● DATA TO PROCESS
*-*-*
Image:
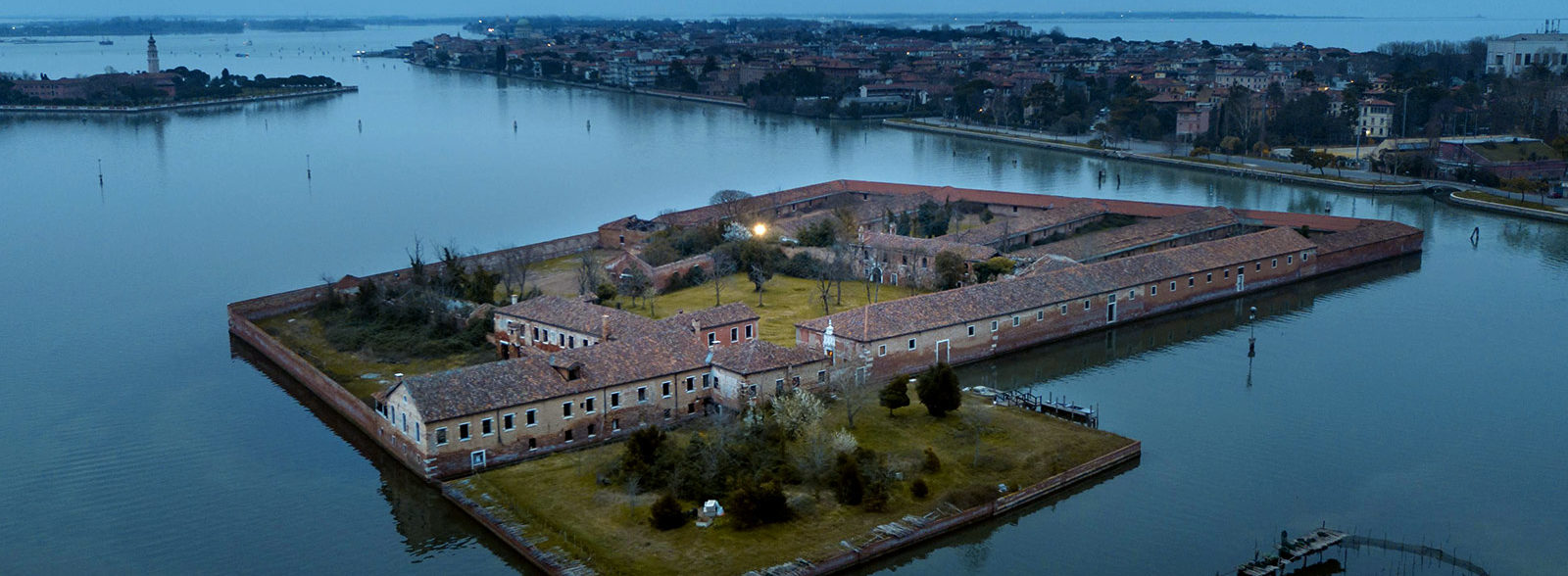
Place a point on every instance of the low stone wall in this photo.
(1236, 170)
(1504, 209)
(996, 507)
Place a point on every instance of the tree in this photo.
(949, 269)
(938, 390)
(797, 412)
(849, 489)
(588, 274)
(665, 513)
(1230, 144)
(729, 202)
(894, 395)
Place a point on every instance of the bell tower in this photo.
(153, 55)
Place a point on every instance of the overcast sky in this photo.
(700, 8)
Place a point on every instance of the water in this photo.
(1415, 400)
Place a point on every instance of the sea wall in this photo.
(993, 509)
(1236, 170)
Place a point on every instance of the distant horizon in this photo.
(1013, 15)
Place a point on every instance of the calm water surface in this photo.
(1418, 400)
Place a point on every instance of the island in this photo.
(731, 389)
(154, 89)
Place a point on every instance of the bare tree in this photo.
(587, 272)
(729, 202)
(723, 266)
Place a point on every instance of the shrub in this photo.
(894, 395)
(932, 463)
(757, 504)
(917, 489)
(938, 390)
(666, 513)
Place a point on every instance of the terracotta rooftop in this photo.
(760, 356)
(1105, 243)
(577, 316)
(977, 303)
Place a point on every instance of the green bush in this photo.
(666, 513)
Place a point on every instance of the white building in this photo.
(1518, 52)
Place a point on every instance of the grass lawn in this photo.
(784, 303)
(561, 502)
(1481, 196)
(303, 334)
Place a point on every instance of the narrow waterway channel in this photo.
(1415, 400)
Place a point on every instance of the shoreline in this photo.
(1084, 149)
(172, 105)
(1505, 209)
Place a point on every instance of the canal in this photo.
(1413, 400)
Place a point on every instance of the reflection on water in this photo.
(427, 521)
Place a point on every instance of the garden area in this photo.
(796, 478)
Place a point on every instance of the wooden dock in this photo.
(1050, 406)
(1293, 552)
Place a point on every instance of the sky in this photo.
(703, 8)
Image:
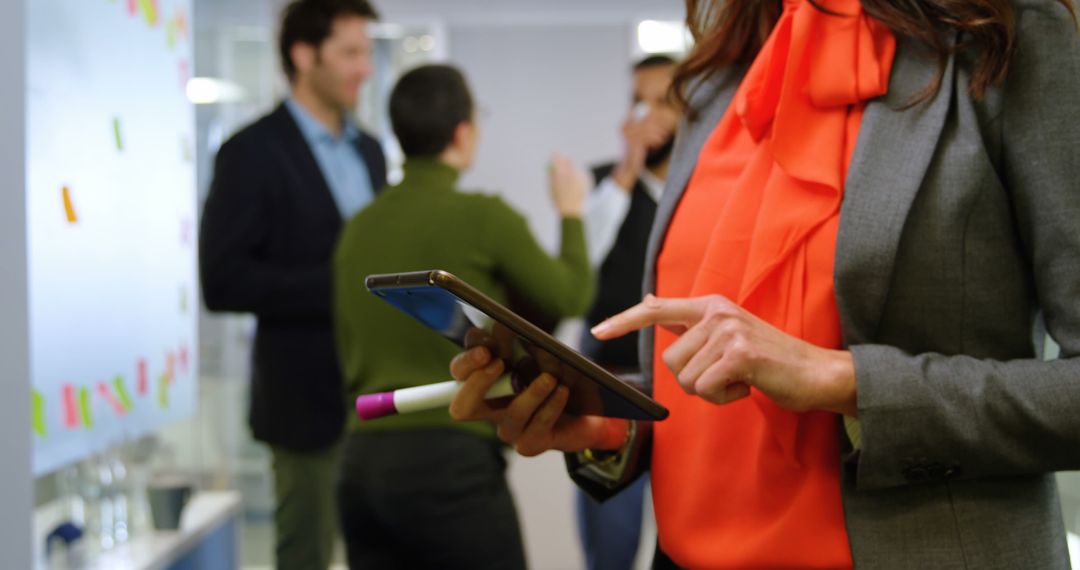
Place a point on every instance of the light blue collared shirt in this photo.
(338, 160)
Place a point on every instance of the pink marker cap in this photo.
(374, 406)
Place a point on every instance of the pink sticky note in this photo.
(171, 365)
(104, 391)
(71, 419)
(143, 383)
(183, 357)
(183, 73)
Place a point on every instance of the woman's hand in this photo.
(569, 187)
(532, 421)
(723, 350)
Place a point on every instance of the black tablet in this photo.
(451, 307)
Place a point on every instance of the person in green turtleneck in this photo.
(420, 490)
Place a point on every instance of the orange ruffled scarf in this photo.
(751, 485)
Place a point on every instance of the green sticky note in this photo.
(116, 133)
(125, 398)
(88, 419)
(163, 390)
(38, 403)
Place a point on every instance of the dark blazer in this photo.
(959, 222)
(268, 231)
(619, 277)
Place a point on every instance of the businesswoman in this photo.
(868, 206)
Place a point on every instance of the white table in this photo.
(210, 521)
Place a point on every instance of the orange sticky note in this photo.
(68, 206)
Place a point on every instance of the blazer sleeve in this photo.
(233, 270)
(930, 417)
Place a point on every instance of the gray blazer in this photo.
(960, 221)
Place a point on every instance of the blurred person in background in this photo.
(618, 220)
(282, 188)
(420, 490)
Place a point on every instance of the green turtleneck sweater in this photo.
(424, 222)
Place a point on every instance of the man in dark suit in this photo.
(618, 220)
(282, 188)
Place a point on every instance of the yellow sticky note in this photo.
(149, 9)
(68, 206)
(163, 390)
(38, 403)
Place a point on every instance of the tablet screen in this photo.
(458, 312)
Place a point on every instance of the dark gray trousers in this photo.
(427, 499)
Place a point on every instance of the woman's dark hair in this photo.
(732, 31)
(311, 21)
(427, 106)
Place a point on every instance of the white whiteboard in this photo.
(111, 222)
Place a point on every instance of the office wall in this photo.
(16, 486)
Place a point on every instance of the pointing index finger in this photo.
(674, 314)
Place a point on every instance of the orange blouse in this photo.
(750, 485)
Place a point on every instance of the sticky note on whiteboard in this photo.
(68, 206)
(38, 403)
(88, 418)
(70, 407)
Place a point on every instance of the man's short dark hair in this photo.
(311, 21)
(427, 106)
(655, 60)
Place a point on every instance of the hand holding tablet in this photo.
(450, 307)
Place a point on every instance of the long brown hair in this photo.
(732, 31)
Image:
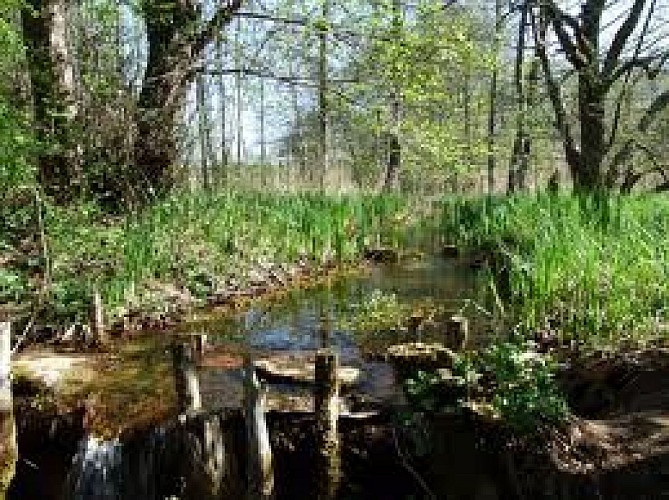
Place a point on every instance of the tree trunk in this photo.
*-*-*
● DIRECTIONS FOR THIS TASK
Please write out every line of the material from the one holding "Place a point on every instance of the pointing" through the end, both included, shifting each point coordinate up by 45. Leave the pictures out.

● EXERCISE SOLUTION
Place a point on every instance of the pointing index finger in this photo.
(719, 359)
Place a point on every instance of the orange blouse in this photo.
(795, 530)
Place a point on every instance of the sticky note on whiteboard in this photo.
(113, 251)
(83, 448)
(133, 463)
(115, 452)
Place a point on every instance of the man's short dark hair in this photo.
(356, 66)
(472, 151)
(700, 105)
Place a point on every instance of the hand holding tablet in this photo.
(495, 352)
Place a point on every instance of the long brown hair in this photo.
(777, 76)
Image:
Place a point on every instance of the tree trunk in this photo.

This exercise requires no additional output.